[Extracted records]
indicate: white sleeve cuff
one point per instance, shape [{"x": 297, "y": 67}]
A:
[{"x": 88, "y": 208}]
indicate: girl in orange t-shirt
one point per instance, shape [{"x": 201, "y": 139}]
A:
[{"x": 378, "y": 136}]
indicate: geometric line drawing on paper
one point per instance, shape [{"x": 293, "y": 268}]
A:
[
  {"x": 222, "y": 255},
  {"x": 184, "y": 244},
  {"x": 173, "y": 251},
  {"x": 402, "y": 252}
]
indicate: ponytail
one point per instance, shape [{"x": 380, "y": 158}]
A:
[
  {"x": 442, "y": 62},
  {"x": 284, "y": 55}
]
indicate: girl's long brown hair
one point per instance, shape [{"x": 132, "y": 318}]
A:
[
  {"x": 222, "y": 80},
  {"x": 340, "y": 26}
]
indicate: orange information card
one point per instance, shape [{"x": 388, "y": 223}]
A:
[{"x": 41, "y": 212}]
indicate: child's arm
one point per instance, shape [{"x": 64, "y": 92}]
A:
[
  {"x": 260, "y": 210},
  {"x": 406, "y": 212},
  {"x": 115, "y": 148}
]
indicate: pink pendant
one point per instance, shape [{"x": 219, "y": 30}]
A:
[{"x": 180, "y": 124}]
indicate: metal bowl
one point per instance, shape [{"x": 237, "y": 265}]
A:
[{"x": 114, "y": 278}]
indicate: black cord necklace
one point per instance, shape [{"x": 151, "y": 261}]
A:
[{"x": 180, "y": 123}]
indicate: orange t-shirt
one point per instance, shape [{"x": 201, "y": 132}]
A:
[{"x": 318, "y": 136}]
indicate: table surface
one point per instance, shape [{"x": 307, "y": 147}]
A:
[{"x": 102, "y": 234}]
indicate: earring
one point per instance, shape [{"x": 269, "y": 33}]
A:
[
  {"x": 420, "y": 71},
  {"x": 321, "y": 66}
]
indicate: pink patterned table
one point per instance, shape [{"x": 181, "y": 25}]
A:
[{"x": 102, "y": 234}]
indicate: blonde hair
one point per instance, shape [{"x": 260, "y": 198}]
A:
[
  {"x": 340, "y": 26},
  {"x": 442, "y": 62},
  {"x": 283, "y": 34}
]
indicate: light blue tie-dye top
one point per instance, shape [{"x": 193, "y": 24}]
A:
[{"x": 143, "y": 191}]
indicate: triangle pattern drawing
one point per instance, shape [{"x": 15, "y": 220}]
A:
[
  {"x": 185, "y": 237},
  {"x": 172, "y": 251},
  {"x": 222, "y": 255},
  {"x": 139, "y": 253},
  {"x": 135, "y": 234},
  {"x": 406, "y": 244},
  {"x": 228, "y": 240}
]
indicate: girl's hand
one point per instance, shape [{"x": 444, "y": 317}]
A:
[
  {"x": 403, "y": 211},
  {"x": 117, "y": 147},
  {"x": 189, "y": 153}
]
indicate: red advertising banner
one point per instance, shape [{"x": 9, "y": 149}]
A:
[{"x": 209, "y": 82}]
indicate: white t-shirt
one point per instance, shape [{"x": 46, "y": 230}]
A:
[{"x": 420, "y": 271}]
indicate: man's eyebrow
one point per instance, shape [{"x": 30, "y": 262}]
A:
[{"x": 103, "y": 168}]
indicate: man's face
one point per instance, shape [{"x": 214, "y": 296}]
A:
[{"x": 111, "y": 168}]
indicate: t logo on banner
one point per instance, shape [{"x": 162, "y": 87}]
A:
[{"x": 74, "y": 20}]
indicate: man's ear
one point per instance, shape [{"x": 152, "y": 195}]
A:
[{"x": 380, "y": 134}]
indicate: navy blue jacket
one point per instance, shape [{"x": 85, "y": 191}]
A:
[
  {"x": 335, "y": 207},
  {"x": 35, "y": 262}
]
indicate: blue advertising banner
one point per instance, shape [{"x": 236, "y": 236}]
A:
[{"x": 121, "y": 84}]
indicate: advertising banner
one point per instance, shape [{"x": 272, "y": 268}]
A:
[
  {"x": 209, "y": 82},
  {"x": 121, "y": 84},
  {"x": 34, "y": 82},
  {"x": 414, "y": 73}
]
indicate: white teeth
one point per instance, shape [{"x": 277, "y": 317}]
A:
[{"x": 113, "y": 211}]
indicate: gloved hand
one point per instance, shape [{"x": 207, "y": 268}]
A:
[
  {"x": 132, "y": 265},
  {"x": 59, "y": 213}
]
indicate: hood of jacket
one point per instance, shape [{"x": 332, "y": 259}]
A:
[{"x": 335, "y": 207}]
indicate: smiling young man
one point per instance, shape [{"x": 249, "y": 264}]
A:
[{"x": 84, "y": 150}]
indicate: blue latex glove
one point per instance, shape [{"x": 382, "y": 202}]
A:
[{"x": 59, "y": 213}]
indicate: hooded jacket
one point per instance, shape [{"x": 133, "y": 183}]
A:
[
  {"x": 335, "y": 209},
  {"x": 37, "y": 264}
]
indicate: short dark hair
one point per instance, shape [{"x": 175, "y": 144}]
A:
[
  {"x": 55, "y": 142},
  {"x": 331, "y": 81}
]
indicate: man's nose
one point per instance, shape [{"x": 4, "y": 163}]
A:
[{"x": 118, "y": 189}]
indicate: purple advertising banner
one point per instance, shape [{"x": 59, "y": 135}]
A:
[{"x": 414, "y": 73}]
---
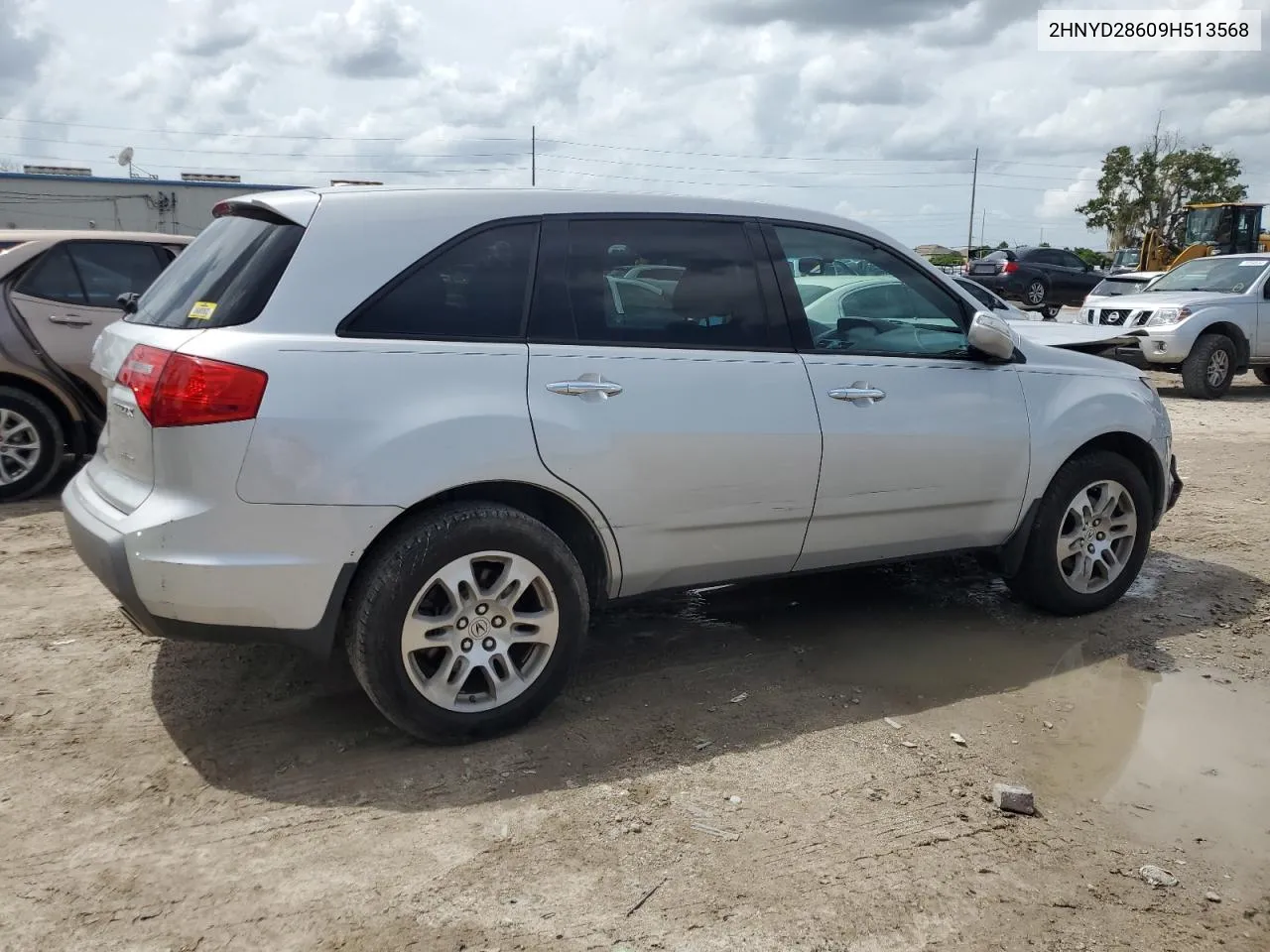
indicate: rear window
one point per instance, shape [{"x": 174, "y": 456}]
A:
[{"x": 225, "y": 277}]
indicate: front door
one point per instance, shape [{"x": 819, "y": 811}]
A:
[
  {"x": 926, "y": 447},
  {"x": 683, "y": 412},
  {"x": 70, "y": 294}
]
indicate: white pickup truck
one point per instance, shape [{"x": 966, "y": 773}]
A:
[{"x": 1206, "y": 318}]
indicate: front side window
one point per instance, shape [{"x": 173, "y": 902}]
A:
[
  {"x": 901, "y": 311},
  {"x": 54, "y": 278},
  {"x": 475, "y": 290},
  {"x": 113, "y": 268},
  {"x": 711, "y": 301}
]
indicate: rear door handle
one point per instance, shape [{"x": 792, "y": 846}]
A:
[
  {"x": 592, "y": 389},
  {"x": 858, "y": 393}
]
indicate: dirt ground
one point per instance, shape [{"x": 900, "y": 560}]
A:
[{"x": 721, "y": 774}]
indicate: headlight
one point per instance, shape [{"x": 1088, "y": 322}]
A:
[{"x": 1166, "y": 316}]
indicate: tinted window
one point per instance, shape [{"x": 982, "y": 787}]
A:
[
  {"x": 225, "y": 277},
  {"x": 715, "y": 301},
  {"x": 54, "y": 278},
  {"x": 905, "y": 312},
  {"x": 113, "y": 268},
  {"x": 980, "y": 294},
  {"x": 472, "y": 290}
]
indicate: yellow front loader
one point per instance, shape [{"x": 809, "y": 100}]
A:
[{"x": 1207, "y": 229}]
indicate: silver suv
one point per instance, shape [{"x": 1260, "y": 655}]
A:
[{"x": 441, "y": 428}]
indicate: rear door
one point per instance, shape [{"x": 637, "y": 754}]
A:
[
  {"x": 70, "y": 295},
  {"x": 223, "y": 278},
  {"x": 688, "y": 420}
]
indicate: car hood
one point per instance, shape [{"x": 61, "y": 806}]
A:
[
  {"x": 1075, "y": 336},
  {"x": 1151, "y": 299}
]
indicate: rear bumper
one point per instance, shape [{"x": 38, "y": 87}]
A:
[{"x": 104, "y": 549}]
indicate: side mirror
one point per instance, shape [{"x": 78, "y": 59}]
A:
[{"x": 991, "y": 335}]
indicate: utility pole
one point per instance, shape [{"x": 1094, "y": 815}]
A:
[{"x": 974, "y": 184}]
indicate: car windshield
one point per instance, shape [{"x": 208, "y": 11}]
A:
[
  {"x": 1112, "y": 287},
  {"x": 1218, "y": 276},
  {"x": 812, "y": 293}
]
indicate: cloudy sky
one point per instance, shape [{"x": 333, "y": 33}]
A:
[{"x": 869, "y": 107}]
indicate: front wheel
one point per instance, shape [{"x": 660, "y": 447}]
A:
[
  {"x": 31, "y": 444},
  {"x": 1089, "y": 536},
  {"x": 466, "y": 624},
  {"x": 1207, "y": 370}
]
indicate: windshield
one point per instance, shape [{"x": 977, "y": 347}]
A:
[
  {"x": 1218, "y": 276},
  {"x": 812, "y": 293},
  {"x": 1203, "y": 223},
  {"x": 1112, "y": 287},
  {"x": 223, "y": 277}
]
---
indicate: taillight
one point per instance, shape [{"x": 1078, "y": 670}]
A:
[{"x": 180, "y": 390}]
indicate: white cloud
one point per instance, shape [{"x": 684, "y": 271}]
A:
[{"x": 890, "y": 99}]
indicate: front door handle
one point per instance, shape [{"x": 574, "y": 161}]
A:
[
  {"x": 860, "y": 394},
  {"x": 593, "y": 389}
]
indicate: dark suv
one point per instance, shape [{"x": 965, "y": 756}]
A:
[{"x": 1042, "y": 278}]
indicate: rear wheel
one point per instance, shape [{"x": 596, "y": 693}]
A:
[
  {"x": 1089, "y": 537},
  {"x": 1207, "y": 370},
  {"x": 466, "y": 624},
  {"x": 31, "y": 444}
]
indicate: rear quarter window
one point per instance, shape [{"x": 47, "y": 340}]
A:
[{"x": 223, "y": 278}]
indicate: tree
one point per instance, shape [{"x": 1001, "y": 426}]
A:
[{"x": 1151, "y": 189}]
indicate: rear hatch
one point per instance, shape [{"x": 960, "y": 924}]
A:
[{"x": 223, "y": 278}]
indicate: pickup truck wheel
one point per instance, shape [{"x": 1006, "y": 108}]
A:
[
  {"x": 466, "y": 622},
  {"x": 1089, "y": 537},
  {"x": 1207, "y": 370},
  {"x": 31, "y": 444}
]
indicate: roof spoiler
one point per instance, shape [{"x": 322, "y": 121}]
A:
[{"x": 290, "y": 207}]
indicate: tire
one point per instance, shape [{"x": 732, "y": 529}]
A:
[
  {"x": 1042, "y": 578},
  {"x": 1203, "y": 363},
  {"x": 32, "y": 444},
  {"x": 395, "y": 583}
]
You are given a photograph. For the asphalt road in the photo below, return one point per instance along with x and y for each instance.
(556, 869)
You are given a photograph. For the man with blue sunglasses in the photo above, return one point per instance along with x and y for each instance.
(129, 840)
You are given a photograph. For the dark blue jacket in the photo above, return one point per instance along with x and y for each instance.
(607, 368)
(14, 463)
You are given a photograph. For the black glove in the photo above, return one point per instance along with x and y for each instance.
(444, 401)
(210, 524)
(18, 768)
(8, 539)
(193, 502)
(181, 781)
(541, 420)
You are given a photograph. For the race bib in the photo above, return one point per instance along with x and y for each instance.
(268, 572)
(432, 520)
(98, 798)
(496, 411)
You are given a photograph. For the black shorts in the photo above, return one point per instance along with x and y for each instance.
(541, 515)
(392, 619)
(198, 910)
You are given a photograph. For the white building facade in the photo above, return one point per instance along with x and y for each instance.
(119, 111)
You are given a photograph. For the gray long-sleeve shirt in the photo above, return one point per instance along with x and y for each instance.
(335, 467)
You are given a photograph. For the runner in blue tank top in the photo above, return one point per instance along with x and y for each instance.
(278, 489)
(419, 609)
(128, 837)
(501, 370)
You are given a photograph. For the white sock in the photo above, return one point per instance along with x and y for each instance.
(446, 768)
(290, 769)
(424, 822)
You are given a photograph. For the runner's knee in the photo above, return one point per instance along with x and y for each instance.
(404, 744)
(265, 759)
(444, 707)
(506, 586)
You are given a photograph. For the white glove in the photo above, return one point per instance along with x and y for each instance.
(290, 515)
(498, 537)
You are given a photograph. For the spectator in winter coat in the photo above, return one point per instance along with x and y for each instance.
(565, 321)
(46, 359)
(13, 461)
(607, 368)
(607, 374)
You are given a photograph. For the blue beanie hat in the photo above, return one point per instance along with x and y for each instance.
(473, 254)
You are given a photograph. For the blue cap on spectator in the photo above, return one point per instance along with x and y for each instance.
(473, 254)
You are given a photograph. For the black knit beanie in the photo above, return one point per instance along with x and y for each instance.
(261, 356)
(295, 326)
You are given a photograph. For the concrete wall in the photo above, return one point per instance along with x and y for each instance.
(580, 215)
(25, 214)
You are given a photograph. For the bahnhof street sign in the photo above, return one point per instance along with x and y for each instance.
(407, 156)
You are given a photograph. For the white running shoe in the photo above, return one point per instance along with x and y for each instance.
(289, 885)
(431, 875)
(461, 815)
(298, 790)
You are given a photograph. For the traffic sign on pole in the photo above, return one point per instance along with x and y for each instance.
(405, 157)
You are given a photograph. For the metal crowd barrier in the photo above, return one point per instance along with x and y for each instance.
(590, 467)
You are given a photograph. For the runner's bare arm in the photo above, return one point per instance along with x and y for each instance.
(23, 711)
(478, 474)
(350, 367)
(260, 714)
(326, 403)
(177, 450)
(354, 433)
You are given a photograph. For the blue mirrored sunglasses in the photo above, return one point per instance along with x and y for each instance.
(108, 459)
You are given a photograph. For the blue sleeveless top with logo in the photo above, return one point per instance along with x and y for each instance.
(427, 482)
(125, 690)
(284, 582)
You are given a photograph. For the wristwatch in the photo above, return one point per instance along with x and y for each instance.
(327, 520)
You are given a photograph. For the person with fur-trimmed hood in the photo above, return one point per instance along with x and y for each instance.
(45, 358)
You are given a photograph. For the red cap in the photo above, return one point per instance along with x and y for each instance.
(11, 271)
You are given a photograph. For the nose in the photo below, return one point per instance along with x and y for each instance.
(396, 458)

→ WRITTEN REQUEST: Show every line from the listing above that contains the word "handle". Case counts.

→ WRITTEN RESPONSE:
indicate: rear door handle
indicate: front door handle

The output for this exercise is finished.